Activity list >>
**a.** Answer these from the Covid-19 vaccination article:
(i) For how many months does it say staff have been through so much?
(ii) Which body confirmed the vaccine as safe and effective?
(iii) On what day and date did people first receive the new vaccine?
**b.** Echo the Covid-19 vaccination article word for word, from "Health and care" to "eight months continues.".
**c.** Please carry on the Covid-19 vaccination article from the point where it stops.

Source extract >>
▬▬▬▬▬▬
Health and care services have risen magnificently to the challenge of Covid-19 here in the North West. The clapping for carers may have ceased but the dedication, hard work, commitment and courage of the staff who have been through so much in the last eight months continues.

Those of us who work behind the scenes in the NHS and social care have perhaps even more admiration for our colleagues who provide direct care than the public, because we know and understand more of what people have been through, how tired they are, and yet how their focus on those who need the care they provide carries them through.

This is why in the North West we see the vaccination programme for Covid-19 as a type of  ‘operation lightswitch’ – the pandemic has been a very long tunnel and it provides us with the hope we all need that we will, in time, see an end to the loss, pain and grief it has caused. However, the vaccination programme will not deliver itself. Collectively we needed to ‘switch on’ that light by putting everything in place to make it work.

Preparations have been underway since the summer to ensure we can safely and effectively deliver a large-scale Covid-19 vaccination programme for when the vaccine became available. When we heard the news that it had been confirmed as safe and effective by the MHRA, I’m delighted to say that here in the North West our collaborative was ready, as requested by the government, to play our part in the biggest vaccination programme this country has ever seen.

As supplies of the vaccine became available to us, our plans were enacted to begin roll out to those groups who the independent Joint Committee on Vaccination and Immunisation (JCVI) have decided need it most – those aged 80 and above, care home staff and residents as well as frontline NHS staff.

On Tuesday 9 December, the glimmer of hope that we all needed arrived when people across the country, and indeed across the North West, became the first in the world to receive the new Covid-19 vaccine.
▬▬▬▬▬▬
Material shown >>
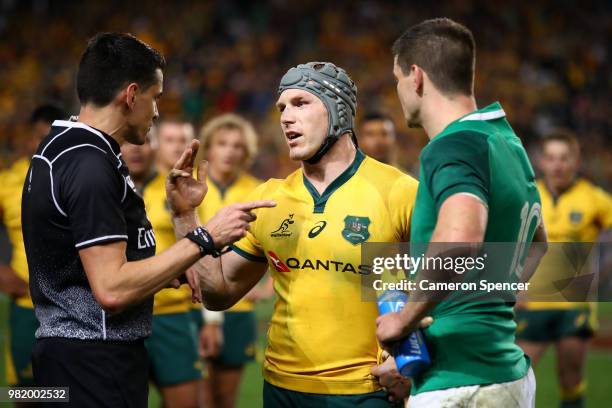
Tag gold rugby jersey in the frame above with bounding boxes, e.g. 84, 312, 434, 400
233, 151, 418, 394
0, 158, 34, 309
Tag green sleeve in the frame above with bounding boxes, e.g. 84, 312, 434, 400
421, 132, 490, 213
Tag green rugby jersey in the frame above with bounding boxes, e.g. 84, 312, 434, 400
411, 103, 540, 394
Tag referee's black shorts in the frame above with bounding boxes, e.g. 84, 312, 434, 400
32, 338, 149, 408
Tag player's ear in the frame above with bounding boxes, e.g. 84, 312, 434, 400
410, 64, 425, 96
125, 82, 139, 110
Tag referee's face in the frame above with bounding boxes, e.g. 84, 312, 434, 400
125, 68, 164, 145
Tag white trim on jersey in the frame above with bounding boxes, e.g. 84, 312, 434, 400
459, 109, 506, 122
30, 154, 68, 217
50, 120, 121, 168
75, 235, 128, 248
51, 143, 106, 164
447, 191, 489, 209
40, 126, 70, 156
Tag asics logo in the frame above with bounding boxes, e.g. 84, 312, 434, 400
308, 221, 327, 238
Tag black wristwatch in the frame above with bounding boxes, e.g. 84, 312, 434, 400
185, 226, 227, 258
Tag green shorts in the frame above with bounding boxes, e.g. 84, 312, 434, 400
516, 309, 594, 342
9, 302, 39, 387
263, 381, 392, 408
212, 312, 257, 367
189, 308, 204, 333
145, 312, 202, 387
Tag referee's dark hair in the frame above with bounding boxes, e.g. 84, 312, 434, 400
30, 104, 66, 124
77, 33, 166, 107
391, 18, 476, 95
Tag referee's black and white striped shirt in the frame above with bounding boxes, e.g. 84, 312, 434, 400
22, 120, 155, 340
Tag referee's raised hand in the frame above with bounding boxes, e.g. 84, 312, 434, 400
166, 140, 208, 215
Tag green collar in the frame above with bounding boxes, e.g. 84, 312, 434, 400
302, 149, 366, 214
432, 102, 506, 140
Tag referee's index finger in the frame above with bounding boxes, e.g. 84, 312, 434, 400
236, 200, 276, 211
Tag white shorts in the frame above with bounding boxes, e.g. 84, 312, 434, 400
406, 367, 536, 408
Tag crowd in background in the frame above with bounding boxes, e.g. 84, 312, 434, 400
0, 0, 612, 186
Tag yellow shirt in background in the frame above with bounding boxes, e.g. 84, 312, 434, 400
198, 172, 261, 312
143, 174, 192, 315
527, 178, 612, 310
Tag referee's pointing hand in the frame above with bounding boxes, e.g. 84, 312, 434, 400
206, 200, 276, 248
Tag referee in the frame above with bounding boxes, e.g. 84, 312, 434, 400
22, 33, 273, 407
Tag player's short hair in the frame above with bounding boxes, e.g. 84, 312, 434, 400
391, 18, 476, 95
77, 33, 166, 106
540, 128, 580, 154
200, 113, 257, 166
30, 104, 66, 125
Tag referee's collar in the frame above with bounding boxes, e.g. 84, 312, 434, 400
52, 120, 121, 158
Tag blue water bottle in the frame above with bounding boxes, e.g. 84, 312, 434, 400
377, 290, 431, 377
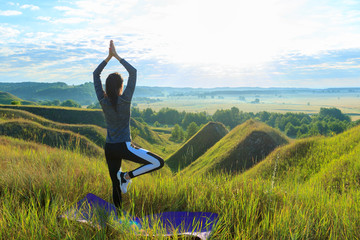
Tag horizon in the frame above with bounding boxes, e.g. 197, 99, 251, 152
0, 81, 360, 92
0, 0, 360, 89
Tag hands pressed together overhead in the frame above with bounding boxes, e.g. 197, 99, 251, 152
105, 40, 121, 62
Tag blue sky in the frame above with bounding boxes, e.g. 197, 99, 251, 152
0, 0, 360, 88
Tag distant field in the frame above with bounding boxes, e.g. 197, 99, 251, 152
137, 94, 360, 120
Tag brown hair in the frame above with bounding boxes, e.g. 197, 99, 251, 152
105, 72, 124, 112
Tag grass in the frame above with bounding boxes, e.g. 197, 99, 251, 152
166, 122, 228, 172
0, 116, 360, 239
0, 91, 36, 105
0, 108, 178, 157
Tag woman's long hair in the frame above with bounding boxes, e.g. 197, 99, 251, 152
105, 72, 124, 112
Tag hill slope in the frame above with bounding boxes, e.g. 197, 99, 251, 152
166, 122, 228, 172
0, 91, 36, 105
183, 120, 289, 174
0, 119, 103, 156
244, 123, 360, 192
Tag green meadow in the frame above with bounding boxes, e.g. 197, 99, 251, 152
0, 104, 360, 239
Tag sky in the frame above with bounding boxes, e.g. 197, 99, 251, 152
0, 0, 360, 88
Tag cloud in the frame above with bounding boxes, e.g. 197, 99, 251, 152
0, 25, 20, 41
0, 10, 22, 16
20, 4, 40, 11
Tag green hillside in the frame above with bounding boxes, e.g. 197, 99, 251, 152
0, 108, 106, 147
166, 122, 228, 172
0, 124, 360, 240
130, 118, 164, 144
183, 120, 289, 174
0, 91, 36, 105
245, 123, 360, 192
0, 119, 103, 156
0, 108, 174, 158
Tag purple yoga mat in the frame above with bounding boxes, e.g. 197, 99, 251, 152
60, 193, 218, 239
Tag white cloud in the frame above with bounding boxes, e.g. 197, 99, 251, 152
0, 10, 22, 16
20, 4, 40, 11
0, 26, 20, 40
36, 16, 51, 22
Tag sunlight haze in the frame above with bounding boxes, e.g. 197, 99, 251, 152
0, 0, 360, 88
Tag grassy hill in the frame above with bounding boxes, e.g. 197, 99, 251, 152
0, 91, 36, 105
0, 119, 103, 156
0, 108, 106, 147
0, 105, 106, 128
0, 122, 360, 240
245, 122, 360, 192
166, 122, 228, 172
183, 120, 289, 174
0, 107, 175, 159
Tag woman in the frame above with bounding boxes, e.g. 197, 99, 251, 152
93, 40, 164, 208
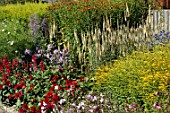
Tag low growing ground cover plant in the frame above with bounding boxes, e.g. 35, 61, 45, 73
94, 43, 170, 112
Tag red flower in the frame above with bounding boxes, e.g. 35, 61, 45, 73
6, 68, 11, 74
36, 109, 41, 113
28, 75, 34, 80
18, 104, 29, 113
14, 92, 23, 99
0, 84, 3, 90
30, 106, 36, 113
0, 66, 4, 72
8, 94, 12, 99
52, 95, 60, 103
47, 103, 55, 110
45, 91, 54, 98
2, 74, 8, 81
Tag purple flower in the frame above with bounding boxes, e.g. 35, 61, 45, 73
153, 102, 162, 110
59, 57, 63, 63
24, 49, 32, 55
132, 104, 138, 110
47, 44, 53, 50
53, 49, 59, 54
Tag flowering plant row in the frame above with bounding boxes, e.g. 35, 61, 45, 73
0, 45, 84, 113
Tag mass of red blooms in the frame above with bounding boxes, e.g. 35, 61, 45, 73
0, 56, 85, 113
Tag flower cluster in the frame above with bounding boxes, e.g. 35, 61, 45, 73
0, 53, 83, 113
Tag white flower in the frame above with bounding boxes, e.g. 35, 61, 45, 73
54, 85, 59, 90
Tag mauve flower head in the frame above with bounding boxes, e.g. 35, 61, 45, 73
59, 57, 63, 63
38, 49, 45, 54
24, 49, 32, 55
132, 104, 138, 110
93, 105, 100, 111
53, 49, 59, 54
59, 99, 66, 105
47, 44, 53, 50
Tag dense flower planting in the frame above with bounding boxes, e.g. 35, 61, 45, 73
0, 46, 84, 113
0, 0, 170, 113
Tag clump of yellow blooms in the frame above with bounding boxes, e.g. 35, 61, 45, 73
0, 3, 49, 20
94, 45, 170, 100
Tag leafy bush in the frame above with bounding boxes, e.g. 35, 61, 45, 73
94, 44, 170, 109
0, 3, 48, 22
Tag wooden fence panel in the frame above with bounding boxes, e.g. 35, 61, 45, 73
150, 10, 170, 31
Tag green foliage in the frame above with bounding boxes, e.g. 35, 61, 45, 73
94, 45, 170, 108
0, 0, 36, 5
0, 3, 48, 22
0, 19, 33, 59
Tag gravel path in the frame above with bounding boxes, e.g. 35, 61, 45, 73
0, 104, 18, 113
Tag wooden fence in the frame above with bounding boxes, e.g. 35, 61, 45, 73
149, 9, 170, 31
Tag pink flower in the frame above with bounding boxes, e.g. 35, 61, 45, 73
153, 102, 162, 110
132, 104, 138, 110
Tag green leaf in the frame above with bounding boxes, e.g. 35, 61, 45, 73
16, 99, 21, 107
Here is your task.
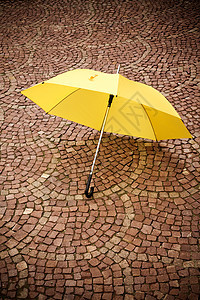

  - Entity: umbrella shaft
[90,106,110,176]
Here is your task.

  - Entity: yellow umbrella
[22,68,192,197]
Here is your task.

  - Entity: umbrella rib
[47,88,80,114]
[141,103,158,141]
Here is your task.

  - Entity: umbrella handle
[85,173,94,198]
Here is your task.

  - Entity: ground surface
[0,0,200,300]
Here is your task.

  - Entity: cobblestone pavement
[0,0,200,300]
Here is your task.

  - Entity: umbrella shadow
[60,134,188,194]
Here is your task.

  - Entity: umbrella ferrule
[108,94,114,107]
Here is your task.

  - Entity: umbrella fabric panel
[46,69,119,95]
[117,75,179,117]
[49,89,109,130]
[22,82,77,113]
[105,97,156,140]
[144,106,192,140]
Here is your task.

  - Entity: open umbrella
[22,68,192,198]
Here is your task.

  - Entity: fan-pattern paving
▬▬▬▬▬▬
Exercise answers >>
**a.**
(i) Eight months.
(ii) The MHRA.
(iii) Tuesday 9 December.

**b.**
Health and care services have risen magnificently to the challenge of Covid-19 here in the North West. The clapping for carers may have ceased but the dedication, hard work, commitment and courage of the staff who have been through so much in the last eight months continues.

**c.**
There are many wonderful stories about those who were first in line to receive the vaccine and about the optimism it has brought to so many about being the first steps in the journey.

Amongst them was 81-year-old Royal Preston Hospital volunteer Doreen McKeown who was the first person in the North West to be vaccinated. Doreen, the team at Royal Preston Hospital, and many more like them, were part of a historic day for the NHS, for the country, and for the world too.

The next phase will see GPs and other primary care staff delivering the jab and a number of GP-led primary care networks will begin doing so this week with more practices in more parts of the country joining in on a phased basis during December.

Our ability to roll out the vaccination programme is largely thanks to the extraordinary efforts of so many of us working together, building on our successful record at vaccinating the most vulnerable members of our communities and health and care staff against flu every year. We were well-prepared to meet the vastly greater demands of the Covid-19 vaccination programme.

And we are using everything we already know to make the Covid-19 vaccination programme a success.

This will be a marathon over the coming months, not a sprint. The NHS will keep expanding the programme as we get more vaccine, and potentially other vaccines come available.

The time has come, and we are ready.